RECORDS SUPPLIED:
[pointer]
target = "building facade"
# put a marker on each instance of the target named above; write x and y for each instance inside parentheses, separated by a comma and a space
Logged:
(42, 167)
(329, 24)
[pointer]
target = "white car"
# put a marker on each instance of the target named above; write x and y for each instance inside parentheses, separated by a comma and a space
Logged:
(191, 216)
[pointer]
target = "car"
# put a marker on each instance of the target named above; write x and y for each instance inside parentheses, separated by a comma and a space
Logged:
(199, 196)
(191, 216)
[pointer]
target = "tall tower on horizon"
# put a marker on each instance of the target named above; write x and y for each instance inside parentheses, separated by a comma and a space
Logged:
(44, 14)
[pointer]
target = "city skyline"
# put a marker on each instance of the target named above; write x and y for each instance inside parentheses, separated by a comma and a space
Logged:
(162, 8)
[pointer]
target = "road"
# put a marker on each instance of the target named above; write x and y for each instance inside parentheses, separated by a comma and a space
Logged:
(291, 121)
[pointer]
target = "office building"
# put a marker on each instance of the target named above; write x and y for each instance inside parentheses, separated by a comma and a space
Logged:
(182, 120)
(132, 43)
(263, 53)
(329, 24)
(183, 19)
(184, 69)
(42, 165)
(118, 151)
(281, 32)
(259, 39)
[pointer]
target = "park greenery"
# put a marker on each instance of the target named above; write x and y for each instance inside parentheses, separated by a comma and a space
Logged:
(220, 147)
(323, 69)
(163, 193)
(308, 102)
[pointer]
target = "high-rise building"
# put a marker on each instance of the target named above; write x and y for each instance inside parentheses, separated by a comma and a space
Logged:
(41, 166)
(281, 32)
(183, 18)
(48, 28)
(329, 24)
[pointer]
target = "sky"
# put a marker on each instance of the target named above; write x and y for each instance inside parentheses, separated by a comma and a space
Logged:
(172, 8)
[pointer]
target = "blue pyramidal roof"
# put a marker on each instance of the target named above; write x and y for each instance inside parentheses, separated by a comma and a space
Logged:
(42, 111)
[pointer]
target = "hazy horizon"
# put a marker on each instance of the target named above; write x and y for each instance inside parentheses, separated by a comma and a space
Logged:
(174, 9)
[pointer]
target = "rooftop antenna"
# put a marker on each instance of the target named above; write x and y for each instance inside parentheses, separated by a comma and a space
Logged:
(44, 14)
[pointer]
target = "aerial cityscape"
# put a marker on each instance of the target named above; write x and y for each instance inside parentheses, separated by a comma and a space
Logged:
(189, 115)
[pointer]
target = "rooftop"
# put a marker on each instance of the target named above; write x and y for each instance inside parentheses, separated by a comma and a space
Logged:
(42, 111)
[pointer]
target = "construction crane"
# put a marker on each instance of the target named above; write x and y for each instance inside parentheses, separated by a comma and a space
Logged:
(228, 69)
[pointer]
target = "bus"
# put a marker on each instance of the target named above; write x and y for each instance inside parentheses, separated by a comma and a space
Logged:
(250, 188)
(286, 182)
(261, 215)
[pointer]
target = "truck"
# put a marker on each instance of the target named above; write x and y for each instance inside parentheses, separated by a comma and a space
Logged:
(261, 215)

DIRECTIONS:
Write out each line above that contains the word "horizon".

COMPLETED TASK:
target = "tall tower on horizon"
target = "hazy horizon"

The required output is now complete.